**Point localization data**
▼

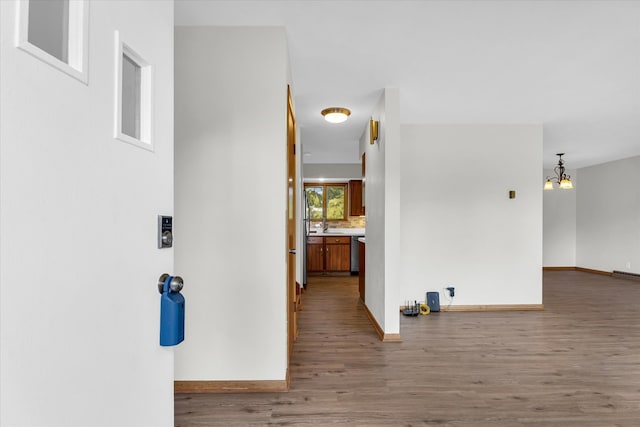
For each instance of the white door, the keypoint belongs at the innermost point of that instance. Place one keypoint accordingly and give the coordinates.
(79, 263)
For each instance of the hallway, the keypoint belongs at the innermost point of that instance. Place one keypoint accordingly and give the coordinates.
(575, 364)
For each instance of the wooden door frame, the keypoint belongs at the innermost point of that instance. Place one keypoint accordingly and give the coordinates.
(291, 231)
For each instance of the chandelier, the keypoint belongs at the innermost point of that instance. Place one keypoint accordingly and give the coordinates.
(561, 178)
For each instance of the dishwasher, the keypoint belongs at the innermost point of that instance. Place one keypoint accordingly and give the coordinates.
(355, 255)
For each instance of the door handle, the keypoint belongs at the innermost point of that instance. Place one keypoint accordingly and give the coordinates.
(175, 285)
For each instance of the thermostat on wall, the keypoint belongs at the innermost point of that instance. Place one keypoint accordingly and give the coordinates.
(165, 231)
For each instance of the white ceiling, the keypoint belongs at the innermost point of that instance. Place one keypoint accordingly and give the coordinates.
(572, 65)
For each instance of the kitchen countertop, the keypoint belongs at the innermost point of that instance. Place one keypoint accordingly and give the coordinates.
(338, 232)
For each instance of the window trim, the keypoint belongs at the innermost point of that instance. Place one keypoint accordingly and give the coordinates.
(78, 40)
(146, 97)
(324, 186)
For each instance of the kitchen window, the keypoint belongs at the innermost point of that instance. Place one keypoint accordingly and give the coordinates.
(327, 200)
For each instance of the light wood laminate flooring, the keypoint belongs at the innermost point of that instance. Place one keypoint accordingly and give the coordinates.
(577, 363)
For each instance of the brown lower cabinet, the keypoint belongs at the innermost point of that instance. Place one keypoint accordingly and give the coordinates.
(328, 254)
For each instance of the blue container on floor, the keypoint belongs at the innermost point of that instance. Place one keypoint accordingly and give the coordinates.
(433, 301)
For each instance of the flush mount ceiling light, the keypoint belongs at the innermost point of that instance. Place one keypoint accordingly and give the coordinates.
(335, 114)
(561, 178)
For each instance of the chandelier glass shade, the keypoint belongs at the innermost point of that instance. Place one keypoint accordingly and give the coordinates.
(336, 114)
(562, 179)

▲

**WHAT THE TASK REQUIRES**
Leaving every image behind, repeat the data in full and exactly.

**OUTPUT BELOW**
For each instance of the white door, the keypoint belongs at the innermost point of that instance. Place one keypoint accordingly and give the coordinates.
(79, 263)
For each instance of the hallway, the keypoint belongs at the innermost point of that instance. Place one keypoint accordingly and give the coordinates.
(575, 364)
For each instance of the wooden door frame, the keypoint belongs at the innermost point of that instance. Place one keypoint accordingly and give the coordinates.
(291, 231)
For each instance of the chandelier, the keypoint belongs at the innermost point of that instance. Place one keypoint accordingly and give the coordinates.
(561, 178)
For each instance of the dishwasher, the keypoint belongs at the innermost point of that instance. Place one keypoint accordingly and give the coordinates.
(355, 255)
For each instance of the door handle, the keypoint belongs at the innermost point of that instance. Place one keypoint accordingly and give the coordinates.
(175, 285)
For each instance of the thermostat on wall, the keypoint belongs at the innermost point of that instance. Place one keypoint accordingly and give the coordinates.
(165, 231)
For each instance of the white ceiling, the keypoint belongs at the innermost point of that instance. Place one keypoint accordingly and give the coordinates.
(572, 65)
For each instance of the kitchen countertop, the keypoint belongs at the innermost point of that instance. Place one keypoint accordingly and give the coordinates.
(338, 232)
For each instance of the window trim, the keypoint belongs at the innermost point of that instance. Place one keypoint accordingly and give the coordinates.
(78, 40)
(146, 97)
(324, 186)
For each instance of the kitchen window, the keypoint belongs at the innermost point of that instance. Place one keypoint accordingly and give the coordinates.
(327, 200)
For each instance of the light wood laminate flooring, the keypoint belongs at the innermost point of that instance. Place one keypoint accordingly and give the coordinates.
(577, 363)
For each instance of the brown lower cabinet, the keypoint belongs at the innermost point of that instance. Place one keypoint accordingly and give the coordinates.
(328, 254)
For each instance of the blue container on floor, the keypoint belongs at the innermost point of that instance. Place one keypoint accordingly and give the coordinates.
(433, 301)
For each instance of the flush mount ceiling light, the keypoint belongs at the innermost point of that instance. Place one keypoint accordingly and give the coordinates.
(335, 114)
(561, 178)
For each instance of the chandelier glass shade, the keypoint belongs at the innermost point of that instance. Place one keypoint accordingly and give the coordinates.
(336, 114)
(562, 179)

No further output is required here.